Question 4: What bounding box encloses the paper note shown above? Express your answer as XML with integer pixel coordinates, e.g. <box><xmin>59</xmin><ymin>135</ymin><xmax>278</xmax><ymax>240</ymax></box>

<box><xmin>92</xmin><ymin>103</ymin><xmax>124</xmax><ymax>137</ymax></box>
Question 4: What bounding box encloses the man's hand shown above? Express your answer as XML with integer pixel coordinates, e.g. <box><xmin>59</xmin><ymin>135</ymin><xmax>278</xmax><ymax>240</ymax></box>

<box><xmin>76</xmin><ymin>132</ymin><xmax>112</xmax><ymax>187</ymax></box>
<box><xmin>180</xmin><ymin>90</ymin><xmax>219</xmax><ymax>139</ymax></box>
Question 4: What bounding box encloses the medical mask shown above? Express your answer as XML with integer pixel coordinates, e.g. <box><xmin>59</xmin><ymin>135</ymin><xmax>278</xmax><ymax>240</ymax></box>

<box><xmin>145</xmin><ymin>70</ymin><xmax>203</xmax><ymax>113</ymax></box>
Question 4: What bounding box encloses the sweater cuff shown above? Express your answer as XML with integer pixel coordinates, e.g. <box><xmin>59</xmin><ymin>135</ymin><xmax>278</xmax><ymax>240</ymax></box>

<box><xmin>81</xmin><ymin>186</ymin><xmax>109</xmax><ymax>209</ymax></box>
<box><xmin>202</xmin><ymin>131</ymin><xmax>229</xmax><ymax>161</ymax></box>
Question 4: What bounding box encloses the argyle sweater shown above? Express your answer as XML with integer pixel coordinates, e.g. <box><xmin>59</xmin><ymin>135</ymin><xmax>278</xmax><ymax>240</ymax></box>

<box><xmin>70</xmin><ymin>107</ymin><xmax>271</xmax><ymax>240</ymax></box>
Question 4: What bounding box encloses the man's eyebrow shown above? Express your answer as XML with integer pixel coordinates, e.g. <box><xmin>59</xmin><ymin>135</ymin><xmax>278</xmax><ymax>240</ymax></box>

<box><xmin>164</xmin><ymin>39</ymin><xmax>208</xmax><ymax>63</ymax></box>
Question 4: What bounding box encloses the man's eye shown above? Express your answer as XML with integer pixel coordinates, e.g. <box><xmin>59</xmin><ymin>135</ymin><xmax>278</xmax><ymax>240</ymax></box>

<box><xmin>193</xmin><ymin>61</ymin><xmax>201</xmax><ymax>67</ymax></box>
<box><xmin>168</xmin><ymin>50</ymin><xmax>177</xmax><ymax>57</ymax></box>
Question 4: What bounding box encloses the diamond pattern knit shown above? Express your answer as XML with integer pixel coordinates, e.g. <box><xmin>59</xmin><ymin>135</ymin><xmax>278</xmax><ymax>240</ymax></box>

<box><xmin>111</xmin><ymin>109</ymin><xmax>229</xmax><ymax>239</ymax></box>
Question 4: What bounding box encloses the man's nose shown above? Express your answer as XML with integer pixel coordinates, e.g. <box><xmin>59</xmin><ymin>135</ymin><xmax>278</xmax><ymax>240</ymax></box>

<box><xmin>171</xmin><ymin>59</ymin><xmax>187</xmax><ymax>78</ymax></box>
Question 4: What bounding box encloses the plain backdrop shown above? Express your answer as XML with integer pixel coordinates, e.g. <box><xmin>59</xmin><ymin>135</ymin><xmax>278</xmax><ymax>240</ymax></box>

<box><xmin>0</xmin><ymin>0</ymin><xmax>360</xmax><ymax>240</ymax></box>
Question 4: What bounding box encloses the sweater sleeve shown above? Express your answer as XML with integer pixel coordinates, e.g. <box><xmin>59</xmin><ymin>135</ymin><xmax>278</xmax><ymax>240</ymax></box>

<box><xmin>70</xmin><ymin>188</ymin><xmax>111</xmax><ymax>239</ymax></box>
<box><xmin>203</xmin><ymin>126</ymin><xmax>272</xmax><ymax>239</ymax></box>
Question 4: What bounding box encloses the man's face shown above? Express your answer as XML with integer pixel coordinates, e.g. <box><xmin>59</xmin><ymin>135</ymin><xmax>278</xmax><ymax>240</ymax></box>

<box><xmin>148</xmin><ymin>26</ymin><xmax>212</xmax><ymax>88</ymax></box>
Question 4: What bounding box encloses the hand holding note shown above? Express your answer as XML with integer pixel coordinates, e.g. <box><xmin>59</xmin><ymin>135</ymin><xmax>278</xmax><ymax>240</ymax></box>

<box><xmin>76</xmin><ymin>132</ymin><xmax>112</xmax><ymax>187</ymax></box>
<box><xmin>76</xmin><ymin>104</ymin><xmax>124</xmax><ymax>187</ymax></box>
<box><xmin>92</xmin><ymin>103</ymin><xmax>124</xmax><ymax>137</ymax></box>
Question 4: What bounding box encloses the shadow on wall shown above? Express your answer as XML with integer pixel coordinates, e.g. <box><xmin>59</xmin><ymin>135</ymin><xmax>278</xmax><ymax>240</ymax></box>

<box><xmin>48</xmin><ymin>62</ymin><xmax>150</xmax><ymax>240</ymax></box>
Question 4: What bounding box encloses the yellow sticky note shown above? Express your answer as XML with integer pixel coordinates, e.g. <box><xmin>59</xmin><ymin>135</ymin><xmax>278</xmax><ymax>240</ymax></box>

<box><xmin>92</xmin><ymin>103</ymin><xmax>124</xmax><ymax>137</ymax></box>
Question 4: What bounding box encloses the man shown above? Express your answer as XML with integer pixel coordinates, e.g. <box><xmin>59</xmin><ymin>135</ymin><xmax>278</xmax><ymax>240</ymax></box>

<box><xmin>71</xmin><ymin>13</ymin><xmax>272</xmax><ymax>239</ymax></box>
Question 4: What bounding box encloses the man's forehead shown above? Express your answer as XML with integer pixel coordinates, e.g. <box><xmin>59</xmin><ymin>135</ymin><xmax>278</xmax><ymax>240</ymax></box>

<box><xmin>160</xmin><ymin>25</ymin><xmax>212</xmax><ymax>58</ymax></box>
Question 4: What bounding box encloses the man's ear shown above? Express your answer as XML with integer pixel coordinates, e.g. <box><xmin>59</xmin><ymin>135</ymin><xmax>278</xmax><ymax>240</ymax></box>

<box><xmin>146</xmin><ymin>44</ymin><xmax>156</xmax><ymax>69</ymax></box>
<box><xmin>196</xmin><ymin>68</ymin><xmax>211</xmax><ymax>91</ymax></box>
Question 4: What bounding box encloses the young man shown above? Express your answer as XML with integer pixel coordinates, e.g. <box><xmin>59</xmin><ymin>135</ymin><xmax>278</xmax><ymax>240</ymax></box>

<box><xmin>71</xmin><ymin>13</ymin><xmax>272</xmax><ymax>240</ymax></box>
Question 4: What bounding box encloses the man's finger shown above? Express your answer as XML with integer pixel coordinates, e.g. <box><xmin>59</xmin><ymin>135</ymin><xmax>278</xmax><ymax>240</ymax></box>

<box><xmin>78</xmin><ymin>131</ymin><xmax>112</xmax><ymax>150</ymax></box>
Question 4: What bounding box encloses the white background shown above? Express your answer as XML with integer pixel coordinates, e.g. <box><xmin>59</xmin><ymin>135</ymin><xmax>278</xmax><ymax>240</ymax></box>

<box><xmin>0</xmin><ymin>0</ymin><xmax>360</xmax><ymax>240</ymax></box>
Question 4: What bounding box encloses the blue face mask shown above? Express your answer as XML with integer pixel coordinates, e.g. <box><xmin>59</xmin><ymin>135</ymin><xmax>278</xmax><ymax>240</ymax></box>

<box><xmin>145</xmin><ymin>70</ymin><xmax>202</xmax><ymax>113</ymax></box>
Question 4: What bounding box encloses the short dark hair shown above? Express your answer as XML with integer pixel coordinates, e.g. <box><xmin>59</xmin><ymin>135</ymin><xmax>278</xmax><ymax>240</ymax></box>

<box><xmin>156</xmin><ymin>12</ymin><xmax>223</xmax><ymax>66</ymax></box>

***

### TASK BRIEF
Copy the items again, starting with the line that contains "Question 4: What bounding box encloses the short" and going on through the end of the items. Leave the requests and their sample boxes unchanged, and multiply every coordinate in the answers by 0.7, rounding to whole numbers with halves going up.

### WORKED SOLUTION
Question 4: What bounding box encloses the short dark hair shown above? Express your answer as XML with integer pixel coordinates, e.g. <box><xmin>59</xmin><ymin>135</ymin><xmax>278</xmax><ymax>240</ymax></box>

<box><xmin>109</xmin><ymin>8</ymin><xmax>156</xmax><ymax>46</ymax></box>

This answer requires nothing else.